> [GIVEN EXERCISE]: Copy the records from the line containing "One point goes on each instance of the watch" through the end of the records, replacing "watch face" with "wristwatch dial" and leaving everything else unchanged.

> [PROVIDED DATA]:
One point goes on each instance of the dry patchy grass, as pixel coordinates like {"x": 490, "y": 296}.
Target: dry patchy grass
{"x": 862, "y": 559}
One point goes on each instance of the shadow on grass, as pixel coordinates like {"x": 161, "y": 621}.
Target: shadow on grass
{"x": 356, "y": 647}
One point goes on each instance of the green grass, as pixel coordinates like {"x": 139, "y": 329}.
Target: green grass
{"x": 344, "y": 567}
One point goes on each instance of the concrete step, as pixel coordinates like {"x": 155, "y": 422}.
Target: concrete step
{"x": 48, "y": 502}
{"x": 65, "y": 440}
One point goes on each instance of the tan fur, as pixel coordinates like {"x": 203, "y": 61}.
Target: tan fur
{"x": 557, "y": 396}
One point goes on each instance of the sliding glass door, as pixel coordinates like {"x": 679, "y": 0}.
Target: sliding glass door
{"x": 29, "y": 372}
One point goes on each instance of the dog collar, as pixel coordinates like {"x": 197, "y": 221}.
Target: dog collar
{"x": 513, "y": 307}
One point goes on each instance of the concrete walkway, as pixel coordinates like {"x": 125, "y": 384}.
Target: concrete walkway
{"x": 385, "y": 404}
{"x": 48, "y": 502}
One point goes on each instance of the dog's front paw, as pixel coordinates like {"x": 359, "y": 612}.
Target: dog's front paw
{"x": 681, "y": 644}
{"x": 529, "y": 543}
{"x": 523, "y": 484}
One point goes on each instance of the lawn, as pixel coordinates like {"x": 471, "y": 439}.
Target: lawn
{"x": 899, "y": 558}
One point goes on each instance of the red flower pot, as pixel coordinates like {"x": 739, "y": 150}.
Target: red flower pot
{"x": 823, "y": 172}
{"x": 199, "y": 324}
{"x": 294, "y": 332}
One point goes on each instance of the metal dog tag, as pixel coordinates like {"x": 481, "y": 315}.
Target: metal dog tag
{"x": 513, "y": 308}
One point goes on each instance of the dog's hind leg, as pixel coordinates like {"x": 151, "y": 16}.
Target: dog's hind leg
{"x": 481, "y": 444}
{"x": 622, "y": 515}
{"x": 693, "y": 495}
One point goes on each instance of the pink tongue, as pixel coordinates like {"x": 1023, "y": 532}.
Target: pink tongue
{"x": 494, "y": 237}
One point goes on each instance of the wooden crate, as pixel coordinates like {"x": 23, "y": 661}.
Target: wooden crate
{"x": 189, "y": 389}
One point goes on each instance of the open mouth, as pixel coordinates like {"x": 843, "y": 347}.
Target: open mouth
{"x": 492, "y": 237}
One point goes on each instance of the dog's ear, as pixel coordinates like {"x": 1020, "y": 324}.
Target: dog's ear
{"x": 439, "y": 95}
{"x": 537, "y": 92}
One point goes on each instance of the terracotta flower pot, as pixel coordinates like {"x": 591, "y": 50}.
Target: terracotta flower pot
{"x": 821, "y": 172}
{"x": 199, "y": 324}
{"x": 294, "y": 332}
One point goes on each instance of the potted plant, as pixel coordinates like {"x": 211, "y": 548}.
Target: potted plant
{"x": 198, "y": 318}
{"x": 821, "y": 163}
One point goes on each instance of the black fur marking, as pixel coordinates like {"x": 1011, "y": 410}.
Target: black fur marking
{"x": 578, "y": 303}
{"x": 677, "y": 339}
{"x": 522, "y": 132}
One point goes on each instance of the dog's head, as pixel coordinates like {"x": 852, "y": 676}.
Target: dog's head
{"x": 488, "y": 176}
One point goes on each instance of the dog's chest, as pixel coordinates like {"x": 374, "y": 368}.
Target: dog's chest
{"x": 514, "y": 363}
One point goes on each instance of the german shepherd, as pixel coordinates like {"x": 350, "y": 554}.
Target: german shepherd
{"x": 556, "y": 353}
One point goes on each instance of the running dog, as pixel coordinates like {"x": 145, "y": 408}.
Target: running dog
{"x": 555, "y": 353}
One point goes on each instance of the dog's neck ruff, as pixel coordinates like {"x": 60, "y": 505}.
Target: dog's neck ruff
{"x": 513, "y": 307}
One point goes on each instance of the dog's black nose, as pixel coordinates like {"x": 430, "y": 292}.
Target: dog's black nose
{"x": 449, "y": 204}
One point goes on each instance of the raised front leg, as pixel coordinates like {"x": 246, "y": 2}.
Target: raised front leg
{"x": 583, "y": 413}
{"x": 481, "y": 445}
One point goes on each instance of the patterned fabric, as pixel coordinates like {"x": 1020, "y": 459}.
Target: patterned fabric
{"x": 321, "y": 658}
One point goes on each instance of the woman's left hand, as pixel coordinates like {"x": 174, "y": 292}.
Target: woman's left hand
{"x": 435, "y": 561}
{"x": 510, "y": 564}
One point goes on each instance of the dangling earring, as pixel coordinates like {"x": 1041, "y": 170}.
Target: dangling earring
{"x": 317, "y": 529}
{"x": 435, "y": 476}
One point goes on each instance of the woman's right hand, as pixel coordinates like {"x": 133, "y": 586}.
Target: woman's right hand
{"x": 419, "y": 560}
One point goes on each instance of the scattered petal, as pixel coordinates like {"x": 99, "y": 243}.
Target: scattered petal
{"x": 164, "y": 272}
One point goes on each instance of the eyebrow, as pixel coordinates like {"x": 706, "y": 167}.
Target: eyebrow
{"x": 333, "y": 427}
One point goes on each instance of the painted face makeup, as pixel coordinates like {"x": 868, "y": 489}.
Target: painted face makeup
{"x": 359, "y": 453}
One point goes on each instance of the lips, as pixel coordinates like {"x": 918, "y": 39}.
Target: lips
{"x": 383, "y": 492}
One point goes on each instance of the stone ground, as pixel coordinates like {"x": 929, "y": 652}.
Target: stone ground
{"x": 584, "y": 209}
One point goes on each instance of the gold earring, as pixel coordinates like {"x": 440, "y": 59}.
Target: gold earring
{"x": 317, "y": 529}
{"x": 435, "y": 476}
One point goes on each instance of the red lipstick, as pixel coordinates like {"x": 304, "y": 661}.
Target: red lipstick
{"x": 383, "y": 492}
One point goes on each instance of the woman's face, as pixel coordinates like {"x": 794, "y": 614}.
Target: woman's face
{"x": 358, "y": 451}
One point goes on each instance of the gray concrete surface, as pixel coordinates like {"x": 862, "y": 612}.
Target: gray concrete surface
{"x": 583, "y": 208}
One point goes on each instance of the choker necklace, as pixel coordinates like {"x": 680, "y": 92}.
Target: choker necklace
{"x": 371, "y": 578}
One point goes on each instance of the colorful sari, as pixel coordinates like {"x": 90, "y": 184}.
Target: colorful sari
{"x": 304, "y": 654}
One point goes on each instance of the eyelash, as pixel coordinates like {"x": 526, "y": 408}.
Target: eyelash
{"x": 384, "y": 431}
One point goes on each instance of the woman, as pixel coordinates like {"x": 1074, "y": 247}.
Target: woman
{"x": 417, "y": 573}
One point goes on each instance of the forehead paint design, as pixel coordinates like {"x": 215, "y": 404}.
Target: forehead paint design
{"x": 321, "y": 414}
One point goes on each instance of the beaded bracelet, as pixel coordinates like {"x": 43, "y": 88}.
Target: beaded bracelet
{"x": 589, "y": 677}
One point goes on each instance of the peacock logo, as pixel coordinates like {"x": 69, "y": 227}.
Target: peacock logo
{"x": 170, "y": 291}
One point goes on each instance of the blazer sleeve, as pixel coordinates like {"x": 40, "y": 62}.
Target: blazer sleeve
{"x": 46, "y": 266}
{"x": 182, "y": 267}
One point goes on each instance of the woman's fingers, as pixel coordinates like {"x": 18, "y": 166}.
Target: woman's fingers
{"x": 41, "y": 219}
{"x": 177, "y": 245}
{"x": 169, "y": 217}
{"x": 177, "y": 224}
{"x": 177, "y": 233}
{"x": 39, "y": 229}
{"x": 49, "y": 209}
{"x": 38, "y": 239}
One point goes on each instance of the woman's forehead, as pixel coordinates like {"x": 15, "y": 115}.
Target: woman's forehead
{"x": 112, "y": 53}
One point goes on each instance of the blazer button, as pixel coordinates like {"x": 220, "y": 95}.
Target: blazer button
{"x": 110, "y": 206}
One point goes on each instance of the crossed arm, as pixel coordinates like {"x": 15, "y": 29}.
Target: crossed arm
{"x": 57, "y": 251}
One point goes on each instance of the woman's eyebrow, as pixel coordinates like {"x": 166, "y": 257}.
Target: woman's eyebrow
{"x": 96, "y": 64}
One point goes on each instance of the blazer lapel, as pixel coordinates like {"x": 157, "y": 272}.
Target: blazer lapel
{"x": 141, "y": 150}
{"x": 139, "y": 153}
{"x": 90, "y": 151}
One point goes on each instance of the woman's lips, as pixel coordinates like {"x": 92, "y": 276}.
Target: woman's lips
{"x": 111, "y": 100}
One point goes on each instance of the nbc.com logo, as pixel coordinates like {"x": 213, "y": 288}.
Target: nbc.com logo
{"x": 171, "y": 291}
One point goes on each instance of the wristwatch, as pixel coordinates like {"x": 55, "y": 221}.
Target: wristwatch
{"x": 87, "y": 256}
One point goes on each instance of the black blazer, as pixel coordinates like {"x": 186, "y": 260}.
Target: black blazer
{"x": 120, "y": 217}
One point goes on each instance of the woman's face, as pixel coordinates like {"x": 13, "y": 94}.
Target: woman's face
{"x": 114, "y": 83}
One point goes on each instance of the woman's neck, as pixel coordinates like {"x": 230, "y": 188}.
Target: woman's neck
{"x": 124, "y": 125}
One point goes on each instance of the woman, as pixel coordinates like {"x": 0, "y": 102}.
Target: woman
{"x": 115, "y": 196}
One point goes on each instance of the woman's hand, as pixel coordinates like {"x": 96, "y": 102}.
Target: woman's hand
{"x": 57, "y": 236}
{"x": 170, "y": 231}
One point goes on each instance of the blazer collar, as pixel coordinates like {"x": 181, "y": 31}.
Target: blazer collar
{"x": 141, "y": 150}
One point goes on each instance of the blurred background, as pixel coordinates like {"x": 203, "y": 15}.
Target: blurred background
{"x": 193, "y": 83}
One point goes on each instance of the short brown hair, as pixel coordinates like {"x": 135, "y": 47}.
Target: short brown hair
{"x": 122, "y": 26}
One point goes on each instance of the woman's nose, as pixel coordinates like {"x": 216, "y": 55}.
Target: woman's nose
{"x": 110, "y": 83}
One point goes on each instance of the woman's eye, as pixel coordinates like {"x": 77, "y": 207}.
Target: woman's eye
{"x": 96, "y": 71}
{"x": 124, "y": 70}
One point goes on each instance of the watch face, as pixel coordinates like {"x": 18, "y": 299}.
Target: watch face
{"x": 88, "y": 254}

> [RESULT FOR THIS EXERCISE]:
One point goes on each instance of the wristwatch dial, as pixel coordinates like {"x": 18, "y": 299}.
Target: wristwatch dial
{"x": 88, "y": 254}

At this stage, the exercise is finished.